§ LIST OF TASKS
a. In the text on publishing a book, how do almost all professional academics get around the Catch-22 of needing published books before a publisher will look at theirs?
b. Proceed with the text on writing and publishing a book, starting after its last sentence and keeping its first-person voice.

Once I’ve finished virtually all the reading (I’m always deciding there are other things to read.  But at some point, it’s pretty much done) then I sit back and think, from scratch, what I want the book to look like and what I want to go into it, from everything I’ve read, notated, and thought about.   Of these many thousands of things in my head and already on the page (in my notes) what do I want to write?

One thing that is interesting – you wouldn’t know this without going through the process – is seeing how different your sense is at the end of the reading process is from when you began.

So let me back up.  Most authors can get a publisher to give a contract for a book (to publish it) only when the book is completely finished.  You finish the book, send it to a publisher, and they decide whether or not to publish it.  It’s very hard to do, especially if you are an unknown quantity.  Most of the time publishers won’t even look at the book if you haven’t already published books.  That’s obviously a Catch-22!

The way almost every professional academic gets around it is to publish their dissertation: you write the publisher and say that this is a revised version of the dissertation that you did at such and such a university with such and such an advisor – and they’ll look at the manuscript to see if they want to publish.  If they do, then that’s your first book; then, the next time you write a book, you inform a prospective publisher that this is your *second* book, that the first was published by so and so, etc.

§ EXTRACTED ENTRIES
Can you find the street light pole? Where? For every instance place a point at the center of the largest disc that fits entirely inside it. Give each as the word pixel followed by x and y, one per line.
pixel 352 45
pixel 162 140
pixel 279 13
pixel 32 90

§ ANSWERS TO THE PROBLEMS
a. They publish their dissertation, presenting it to a publisher as a revised version of the dissertation they did at their university with their advisor.

b.
And so scholars normally for their first, second, and later books get a contract for a book only when they either have finished it already or – for a second or third book – when they are far enough along that they have a chapter or two that a potential publisher can read and evaluate before deciding whether to extend the contract.

With trade book publishing it is a different matter.  It is very hard to break into trade book publishing, that is, getting a book published with a publisher that caters to a general audience and that plans to try to get your book into Barnes & Noble and onto a best seller list.  If you haven’t already published a trade book, it’s very hard indeed.  You almost always have to have an agent represent you to promote your book with a publisher.

But it’s very hard to get an agent, since agents make their money by getting a cut of your (eventual) royalties, which means they can only represent books that they are sure are going to make money (or they will be out of a job) which means they have to be very, very selective in choosing who their clients are that they will be spending their time getting published.

How hard is it for someone who has never published to get an agent?  Well, I suppose it’s not impossible, but it’s hard.   My agent gets something like ten requests a week.  But he has time for only – I’m guessing – twenty or thirty or so authors altogether on his list at one time.  He works with each of these for years on each book they write.  So if in the course of a five year period he is working with, say, thirty authors, during that same time he has received 2500 requests by potential authors to work with them.  It ain’t easy to get him to agree to represent you.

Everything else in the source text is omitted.